■ **EXERCISE BRIEF**
Rescale everything in the records from the line containing "Where can you find the person in dark" down to the line containing "point(164, 253)", both included, and output only those lines, requests included. Multiply each coordinate in the marked answer points by 1.45 and round to whole numbers, halves up, leaving the requests and their sample points unchanged.

____________

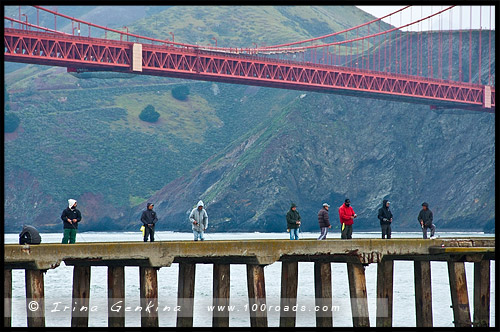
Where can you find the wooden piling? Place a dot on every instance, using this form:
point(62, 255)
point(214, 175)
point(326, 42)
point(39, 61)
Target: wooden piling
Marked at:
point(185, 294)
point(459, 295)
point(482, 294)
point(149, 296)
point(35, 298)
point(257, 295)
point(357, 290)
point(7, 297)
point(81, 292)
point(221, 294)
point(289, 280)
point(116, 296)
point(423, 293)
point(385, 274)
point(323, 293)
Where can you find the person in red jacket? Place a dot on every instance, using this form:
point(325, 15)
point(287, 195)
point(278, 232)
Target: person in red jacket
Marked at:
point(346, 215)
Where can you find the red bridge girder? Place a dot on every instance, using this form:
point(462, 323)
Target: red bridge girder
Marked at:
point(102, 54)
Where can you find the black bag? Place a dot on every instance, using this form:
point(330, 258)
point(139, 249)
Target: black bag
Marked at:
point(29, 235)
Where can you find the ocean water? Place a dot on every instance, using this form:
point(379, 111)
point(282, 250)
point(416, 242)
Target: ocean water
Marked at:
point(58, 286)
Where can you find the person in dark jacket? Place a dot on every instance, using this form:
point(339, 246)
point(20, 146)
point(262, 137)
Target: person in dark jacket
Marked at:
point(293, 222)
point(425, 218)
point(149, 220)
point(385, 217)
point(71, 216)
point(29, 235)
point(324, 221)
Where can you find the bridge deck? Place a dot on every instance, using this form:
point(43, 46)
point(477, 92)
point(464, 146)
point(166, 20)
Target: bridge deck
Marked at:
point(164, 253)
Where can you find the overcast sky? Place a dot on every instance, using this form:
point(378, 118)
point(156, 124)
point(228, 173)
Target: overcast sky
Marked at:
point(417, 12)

____________

■ **TASK RESULT**
Where can you find the person in dark jacket? Place a dot on every instance, using this form:
point(339, 246)
point(20, 146)
point(262, 137)
Target: person in dark jacket
Marked at:
point(425, 322)
point(616, 316)
point(216, 319)
point(558, 315)
point(103, 313)
point(42, 341)
point(470, 320)
Where can you find the bridge deck? Place a dot on every instance, using this form:
point(43, 46)
point(477, 92)
point(464, 146)
point(166, 20)
Target: bridge deck
Marked at:
point(238, 367)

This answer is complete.